(EXERCISE DETAILS): Each entry must be printed again without a single change.

Top of DATA UNDER STUDY

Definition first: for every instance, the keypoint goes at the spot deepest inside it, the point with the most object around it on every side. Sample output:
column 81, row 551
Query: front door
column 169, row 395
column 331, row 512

Bottom of DATA UNDER STUDY

(TASK ANSWER):
Definition first: for every instance, the keypoint goes at the spot deepest inside it, the point with the most object around it on every side. Sample output:
column 81, row 551
Query: front door
column 169, row 395
column 331, row 512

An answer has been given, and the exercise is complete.